GIVEN TEXT
We capped the day with a visit to the elegant and famous Golders Green Crematorium, where the ashes of psychoanalyst Sigmund Freud, a native of Příbor, North Moravia, are located, among others. However, our objective was a special military monument at the end of the building. It resembles a small gazebo, whose columns are reflected in the mirror of the adjacent symmetrical lake. The names of two Czechoslovak pilots stand out on the bronze plaques — Stanley John Josef Masek (Stanislav Jan Josef Mašek) and Thomas (Tomáš) Glaser. We honoured their memory with a red rose.

On Victory in Europe Day, May 8, we set out on a cold, rainy morning for Runnymede, the British Air Forces Memorial. In the modern cloister, more than 20,000 names of pilots who did not return from their missions and have no other final resting place are recorded on marble plaques. Among the missing are 149 Czechoslovak airmen. The atmosphere of the memorial site, which lies on a hill above the river Thames, is very impressive. In soggy silence, we laid wreaths together with a Slovak delegation and representatives of our armed forces. Also present was Tom Doležal, the leading figure of one of the two associations dedicated to the legacy of Czechoslovak pilots in Britain (Free Czechoslovak Air Force Associates), who added an expert historical commentary.

The following day, I met representatives of the second association (Memorial Association for Free Czechoslovak Veterans), led by President Gerry Manolas, and the Slovak ambassador, Róbert Ondrejcsák, at the Brookwood Military Cemetery. We arrived there to take part in the traditional May celebrations of the end of World War II, but also the inauguration of a modified tombstone, which, in addition to the name of Flying Officer Zdeněk Sedlák, now bears the name of his wife, Edita Sedláková, who served in the 311th Squadron of the RAF during the war and later died with her husband in a plane crash. After 76 years, she became the first woman of the Czechoslovak military in Britain to receive the deserved honour of having her name immortalized on the tombstone of a war grave, as did many men before. Great thanks go to the Commonwealth War Graves Commission (CWGC) for their cooperation and understanding.

WRITTEN TASKS
A – Please write out part of the text on Czechoslovak airmen memorials. Begin at the words "On Victory in" and stop after "expert historical commentary.".
B – Write what comes next in the text on Czechoslovak airmen memorials, starting after its last sentence.
The entries have no connection to the text on Czechoslovak airmen memorials.

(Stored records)
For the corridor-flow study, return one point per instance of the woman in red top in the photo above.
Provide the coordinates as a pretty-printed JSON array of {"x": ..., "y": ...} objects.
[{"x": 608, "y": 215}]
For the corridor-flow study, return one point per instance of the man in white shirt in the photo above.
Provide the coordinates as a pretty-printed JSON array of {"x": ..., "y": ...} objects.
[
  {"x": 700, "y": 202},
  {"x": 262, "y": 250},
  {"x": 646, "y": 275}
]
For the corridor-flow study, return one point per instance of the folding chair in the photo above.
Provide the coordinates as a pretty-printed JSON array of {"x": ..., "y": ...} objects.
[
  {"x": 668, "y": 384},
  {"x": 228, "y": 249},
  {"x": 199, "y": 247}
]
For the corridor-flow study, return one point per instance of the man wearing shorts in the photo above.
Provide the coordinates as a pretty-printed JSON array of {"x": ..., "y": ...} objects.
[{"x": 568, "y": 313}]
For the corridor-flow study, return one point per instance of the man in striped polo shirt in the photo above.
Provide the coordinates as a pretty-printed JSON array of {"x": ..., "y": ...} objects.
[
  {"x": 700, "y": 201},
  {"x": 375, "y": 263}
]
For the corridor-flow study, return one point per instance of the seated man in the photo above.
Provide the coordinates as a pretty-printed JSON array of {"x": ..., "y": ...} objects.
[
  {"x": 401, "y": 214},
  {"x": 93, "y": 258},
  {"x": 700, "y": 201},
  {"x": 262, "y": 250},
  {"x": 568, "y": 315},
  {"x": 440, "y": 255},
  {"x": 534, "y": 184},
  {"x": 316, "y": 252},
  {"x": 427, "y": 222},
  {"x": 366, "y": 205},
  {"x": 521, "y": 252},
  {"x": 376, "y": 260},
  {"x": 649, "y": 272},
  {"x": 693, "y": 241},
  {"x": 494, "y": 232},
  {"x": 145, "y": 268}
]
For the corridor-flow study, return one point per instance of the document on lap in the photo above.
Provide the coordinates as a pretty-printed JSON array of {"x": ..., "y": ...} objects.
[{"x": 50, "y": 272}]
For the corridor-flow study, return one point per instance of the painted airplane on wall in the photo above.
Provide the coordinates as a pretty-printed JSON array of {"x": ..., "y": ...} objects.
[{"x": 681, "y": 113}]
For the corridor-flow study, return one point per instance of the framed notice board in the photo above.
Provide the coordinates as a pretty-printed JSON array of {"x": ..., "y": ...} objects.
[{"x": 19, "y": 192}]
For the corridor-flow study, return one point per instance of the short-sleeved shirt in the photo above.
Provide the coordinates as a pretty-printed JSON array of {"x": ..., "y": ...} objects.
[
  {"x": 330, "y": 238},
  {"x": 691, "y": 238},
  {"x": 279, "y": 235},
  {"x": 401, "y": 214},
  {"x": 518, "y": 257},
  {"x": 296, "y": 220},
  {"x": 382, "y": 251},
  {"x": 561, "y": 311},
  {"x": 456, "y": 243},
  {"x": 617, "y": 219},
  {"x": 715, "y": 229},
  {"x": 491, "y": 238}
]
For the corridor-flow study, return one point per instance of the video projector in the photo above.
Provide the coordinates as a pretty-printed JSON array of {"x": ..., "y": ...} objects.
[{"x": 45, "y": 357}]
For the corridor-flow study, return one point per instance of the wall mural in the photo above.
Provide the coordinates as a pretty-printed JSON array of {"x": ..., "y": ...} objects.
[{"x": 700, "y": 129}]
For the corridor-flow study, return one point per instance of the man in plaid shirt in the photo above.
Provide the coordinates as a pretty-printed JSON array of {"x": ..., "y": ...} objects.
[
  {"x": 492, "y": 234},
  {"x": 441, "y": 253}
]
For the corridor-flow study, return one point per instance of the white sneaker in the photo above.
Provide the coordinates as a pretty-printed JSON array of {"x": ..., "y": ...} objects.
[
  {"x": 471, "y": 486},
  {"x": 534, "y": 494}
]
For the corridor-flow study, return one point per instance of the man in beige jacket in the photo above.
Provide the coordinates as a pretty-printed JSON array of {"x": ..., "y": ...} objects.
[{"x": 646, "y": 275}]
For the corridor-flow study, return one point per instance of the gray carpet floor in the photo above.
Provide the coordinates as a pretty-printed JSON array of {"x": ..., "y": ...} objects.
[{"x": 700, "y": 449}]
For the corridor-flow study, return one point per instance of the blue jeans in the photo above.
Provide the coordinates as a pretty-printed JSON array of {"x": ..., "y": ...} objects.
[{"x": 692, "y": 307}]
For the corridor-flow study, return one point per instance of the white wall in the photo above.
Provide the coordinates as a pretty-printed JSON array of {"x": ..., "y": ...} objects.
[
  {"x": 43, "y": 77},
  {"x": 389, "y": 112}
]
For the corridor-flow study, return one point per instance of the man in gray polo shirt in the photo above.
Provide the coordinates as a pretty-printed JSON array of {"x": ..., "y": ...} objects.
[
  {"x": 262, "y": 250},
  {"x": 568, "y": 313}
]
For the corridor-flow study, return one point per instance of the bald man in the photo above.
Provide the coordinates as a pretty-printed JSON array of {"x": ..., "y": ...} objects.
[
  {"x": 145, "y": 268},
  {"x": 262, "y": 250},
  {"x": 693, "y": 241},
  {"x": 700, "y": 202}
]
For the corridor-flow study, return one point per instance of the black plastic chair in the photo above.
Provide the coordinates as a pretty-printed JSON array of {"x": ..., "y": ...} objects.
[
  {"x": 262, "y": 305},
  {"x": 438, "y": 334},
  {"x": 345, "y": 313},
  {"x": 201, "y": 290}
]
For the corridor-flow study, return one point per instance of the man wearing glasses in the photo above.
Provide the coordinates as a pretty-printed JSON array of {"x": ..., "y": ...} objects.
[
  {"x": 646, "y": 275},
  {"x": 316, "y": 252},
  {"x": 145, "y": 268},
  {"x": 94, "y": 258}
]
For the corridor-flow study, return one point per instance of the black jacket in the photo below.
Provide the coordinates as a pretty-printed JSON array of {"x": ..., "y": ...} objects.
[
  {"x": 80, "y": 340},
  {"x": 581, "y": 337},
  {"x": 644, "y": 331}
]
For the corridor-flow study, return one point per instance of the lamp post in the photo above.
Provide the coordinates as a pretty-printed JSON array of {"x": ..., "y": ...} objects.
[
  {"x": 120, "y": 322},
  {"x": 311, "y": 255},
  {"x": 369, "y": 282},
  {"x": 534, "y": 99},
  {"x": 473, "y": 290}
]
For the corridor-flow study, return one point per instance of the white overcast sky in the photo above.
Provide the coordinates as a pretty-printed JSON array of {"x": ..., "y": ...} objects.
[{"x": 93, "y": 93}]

RESULTS FOR EACH TASK
A –
On Victory in Europe Day, May 8, we set out on a cold, rainy morning for Runnymede, the British Air Forces Memorial. In the modern cloister, more than 20,000 names of pilots who did not return from their missions and have no other final resting place are recorded on marble plaques. Among the missing are 149 Czechoslovak airmen. The atmosphere of the memorial site, which lies on a hill above the river Thames, is very impressive. In soggy silence, we laid wreaths together with a Slovak delegation and representatives of our armed forces. Also present was Tom Doležal, the leading figure of one of the two associations dedicated to the legacy of Czechoslovak pilots in Britain (Free Czechoslovak Air Force Associates), who added an expert historical commentary.

B –
 The last two stops were at two important monuments in central London that pay tribute to the flying forces of the wartime “United Kingdom, Commonwealth and Allied countries”, including Czechoslovakia. The first is the Bomber Command Monument at Piccadilly Street, and the second is the Battle of Britain Memorial on the waterfront at Westminster. These are well-known and celebrated monuments that have become so much a part of the surroundings that we often walk by them without thinking about the messages they convey. With the end of my diplomatic mission approaching, I was glad to have found the time to go the city centre to stop and bow to them. In all, 89 Czechoslovak pilots took part in the Battle of Britain.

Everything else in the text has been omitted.